Friday, July 23, 2010

Giving away your power

Often when I'm working with clients particular themes come through over a period of days or weeks. Even though the specifics are different, there are strong similarities.

When that happens I know I need to *pay attention* because there's something for me to learn and understand ... and sometimes to share with you.

There are several themes weaving their way through my practice at the moment but the one I want to talk about now is giving away your power.

What does giving away your power mean to you?

Do you have a sense of having power?

Does the word have a positive or negative feeling to you?

Most of us don't really think a lot about having power and what that means. And meanwhile give away our power all the time.

So what am I talking about here?

Giving away your power can be things like ...
  • worrying about what other people think
  • spending time with people who drain your energy or make you feel bad about yourself
  • putting the needs of others before your own and then resenting it
  • repeatedly putting yourself in situations that make you feel unhappy
  • deciding you have no control over certain situations and feeling helpless
  • letting your work take over your life and stop you looking after yourself
  • thinking you have no choice but to feel a certain way because *insert reason*
  • feeling like you need to explain or justify yourself to do what's best for you


Do you do any of these things?

Often the realisation we are giving away our power is powerful in itself.

We've often never even thought about it.

Why would I do that, we wonder, that will never work!

If you're doing one or more of these things, it might just be a matter of becoming aware ... and choosing differently in the future. It's often just a mental shift.

So, what might taking your power back mean?

It will be different for everyone ... these are the kinds of things that it has meant for clients lately. See if anything stands out for you:

Taking responsibility for how you feel within yourself. Making decisions that feel good for you. Doing your own thing and not worrying what others think. Putting your needs first so that when you do need to be there for others, you can feel good about it, rather than resentful.

Taking control of your attitude to your situation. Calmly standing your ground when people are aggressive or rude to you and realising it's probably to do with them and not you.

Spending time with people who support you ... and being supportive of yourself when this is not possible, for example, in a difficult work environment. Spending some time alone if you need it. Doing things that nurture you. Being gentle with yourself.

Choosing to love and accept yourself regardless of what's going on around you.

== Set exercise 1 ==
Please say whether each statement agrees with the post on giving away your power, answering yes or no and quoting the words from the post that decide it.
(a) The post says taking your power back means the same thing for everyone.
(b) The post names spending time with people who drain your energy as one way of giving away your power.
(c) The post says most of us think a lot about having power.
== Set exercise 2 ==
Answer these questions from the post on giving away your power.
(a) What date does the post carry?
(b) Over what period do particular themes come through when working with clients?
(c) What example does the post give of a situation where spending time with supportive people is not possible?

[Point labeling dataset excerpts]
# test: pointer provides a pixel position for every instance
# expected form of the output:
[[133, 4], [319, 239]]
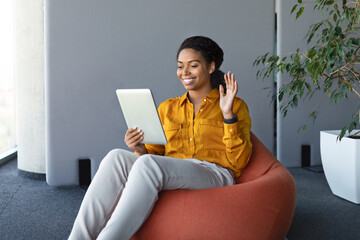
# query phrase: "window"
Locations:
[[7, 80]]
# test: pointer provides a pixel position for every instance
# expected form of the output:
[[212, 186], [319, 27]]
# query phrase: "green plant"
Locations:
[[331, 63]]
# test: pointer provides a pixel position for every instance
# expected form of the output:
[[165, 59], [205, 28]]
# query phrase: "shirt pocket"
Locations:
[[211, 133], [174, 138]]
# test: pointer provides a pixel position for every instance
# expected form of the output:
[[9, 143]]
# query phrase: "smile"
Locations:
[[188, 80]]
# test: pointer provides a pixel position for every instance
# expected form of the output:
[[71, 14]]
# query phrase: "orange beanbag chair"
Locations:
[[260, 206]]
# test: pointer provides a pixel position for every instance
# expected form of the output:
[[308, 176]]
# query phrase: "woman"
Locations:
[[208, 135]]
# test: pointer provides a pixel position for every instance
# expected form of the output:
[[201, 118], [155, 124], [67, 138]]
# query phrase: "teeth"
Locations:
[[188, 80]]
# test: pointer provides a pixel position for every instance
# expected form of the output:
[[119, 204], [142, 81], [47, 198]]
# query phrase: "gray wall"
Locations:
[[290, 36], [94, 47]]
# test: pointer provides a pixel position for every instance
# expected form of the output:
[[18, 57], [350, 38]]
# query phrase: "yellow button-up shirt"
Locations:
[[205, 137]]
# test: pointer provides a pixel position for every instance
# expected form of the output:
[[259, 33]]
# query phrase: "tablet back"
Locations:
[[139, 111]]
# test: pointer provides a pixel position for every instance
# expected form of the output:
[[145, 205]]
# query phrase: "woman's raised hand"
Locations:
[[133, 137], [227, 101]]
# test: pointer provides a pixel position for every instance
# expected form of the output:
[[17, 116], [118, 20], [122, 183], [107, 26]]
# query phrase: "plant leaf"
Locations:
[[301, 10]]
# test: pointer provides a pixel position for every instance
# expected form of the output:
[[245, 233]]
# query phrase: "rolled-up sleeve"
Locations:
[[237, 139]]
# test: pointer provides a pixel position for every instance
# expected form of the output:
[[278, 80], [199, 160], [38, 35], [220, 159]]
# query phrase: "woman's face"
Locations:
[[193, 71]]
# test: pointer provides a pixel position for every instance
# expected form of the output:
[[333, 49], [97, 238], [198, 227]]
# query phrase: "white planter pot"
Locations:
[[341, 163]]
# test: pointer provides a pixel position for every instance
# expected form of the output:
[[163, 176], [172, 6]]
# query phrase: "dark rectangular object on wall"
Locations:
[[84, 172], [305, 155]]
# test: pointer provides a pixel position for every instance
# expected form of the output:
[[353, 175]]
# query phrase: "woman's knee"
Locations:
[[115, 157], [147, 166]]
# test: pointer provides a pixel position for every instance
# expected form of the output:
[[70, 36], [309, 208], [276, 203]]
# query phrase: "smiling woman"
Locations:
[[7, 94]]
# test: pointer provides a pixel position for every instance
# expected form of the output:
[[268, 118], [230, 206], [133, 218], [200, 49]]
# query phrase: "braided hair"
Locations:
[[210, 51]]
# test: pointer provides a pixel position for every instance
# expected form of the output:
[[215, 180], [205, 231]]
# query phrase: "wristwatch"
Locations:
[[231, 120]]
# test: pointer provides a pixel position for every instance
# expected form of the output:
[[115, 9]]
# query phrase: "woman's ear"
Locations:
[[212, 67]]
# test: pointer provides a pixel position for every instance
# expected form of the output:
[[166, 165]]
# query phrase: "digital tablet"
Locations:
[[139, 111]]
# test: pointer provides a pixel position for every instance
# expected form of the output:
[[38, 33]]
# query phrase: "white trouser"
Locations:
[[118, 200]]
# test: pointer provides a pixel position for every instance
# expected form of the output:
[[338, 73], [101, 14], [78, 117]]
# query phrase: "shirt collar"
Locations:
[[212, 96]]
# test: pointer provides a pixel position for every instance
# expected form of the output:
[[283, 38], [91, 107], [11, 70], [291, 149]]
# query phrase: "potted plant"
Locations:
[[330, 65]]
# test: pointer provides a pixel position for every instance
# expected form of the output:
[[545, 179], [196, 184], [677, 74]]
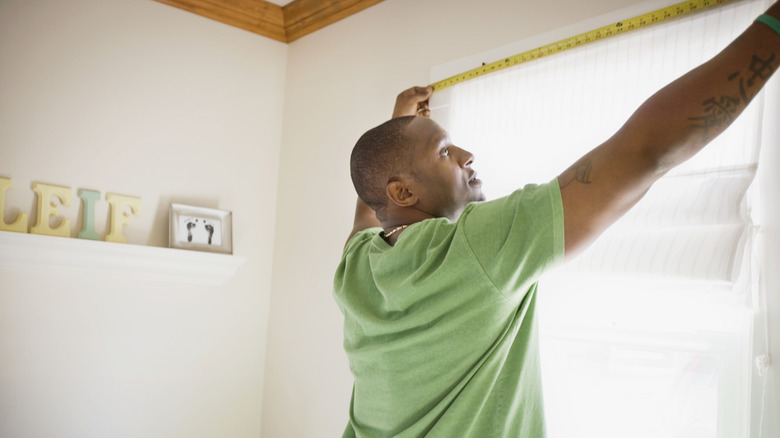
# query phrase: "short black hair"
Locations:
[[380, 154]]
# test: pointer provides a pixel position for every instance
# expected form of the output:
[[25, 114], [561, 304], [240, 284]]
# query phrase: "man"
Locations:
[[438, 289]]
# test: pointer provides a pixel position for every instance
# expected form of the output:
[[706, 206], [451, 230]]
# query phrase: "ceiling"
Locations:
[[281, 20]]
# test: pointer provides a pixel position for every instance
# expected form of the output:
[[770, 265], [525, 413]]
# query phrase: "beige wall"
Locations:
[[137, 98]]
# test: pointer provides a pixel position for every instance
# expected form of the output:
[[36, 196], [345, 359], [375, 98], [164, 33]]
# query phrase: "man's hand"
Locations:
[[413, 102]]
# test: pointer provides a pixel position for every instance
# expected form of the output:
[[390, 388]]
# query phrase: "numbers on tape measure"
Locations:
[[578, 40]]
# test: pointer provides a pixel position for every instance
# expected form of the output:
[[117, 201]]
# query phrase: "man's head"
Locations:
[[409, 165]]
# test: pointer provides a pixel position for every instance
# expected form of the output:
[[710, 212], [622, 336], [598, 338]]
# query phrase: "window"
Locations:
[[650, 332]]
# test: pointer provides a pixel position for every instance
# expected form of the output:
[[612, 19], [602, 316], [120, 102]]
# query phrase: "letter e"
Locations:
[[47, 208]]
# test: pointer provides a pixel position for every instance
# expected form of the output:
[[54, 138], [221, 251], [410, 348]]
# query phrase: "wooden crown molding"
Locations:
[[285, 24]]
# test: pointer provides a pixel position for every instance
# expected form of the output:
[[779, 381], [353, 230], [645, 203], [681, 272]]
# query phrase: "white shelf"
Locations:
[[20, 251]]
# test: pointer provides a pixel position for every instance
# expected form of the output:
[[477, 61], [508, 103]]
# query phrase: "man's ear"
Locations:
[[400, 193]]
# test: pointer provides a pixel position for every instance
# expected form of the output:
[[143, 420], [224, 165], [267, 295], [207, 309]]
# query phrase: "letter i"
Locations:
[[88, 198]]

== Right answer 1 ==
(a) No: "It will be different for everyone"
(b) Yes: "spending time with people who drain your energy or make you feel bad about yourself"
(c) No: "Most of us don't really think a lot about having power and what that means."

== Right answer 2 ==
(a) Friday, July 23, 2010
(b) Over a period of days or weeks
(c) A difficult work environment